## Supplied passage

KRA will be seeking Sh142.44 per litre of beer , or two bottles of 500ml,up from Sh134, while excise on wines will be Sh243.42 for every 208 litres, up from Sh229.

Spirits will be charged Sh356.42 for 278 litres up from from Sh335.30.

For smokers, you will be giving the taxman Sh4.06 for filtered cigarettes up from Sh3.82.

Bottled waters prices are also expected to go up by between Sh5 and Sh130 depending on quantity.

The increase in the prices of alcoholic drinks and some excisable goods come barely three months since another increase was effected under the Finance Act in July, when excise rates for beer and spirits were adjusted upwards by 10 per cent and 20 per cent, respectively.

Some outlets increase beer prices by between Sh10 and Sh20 per bottle.

According to the sector lobby group – The Bars, Hotels and Liquor Traders Association (BAHLITA), the impact so far includes a decline of 21 per cent and 32 per cent in barley and sorghum-based beers, respectively.

With KRA expected to effect the adjusted excise duty on inflation from October 1, a the association has warned a further price increase will lead to lower sales, with some businesses being forced to reduce operations hence lay-offs.

## Description of the task
Reproduce the passage on excise duty increases in its entirety, word for word. The listing that follows plays no part in the work on this passage.

## Material supplied
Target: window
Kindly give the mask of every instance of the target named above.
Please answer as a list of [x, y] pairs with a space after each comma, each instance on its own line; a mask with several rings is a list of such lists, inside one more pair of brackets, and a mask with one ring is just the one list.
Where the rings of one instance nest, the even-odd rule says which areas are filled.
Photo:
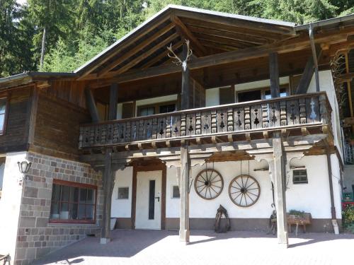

## Solution below
KRA will be seeking Sh142.44 per litre of beer , or two bottles of 500ml,up from Sh134, while excise on wines will be Sh243.42 for every 208 litres, up from Sh229.

Spirits will be charged Sh356.42 for 278 litres up from from Sh335.30.

For smokers, you will be giving the taxman Sh4.06 for filtered cigarettes up from Sh3.82.

Bottled waters prices are also expected to go up by between Sh5 and Sh130 depending on quantity.

The increase in the prices of alcoholic drinks and some excisable goods come barely three months since another increase was effected under the Finance Act in July, when excise rates for beer and spirits were adjusted upwards by 10 per cent and 20 per cent, respectively.

Some outlets increase beer prices by between Sh10 and Sh20 per bottle.

According to the sector lobby group – The Bars, Hotels and Liquor Traders Association (BAHLITA), the impact so far includes a decline of 21 per cent and 32 per cent in barley and sorghum-based beers, respectively.

With KRA expected to effect the adjusted excise duty on inflation from October 1, a the association has warned a further price increase will lead to lower sales, with some businesses being forced to reduce operations hence lay-offs.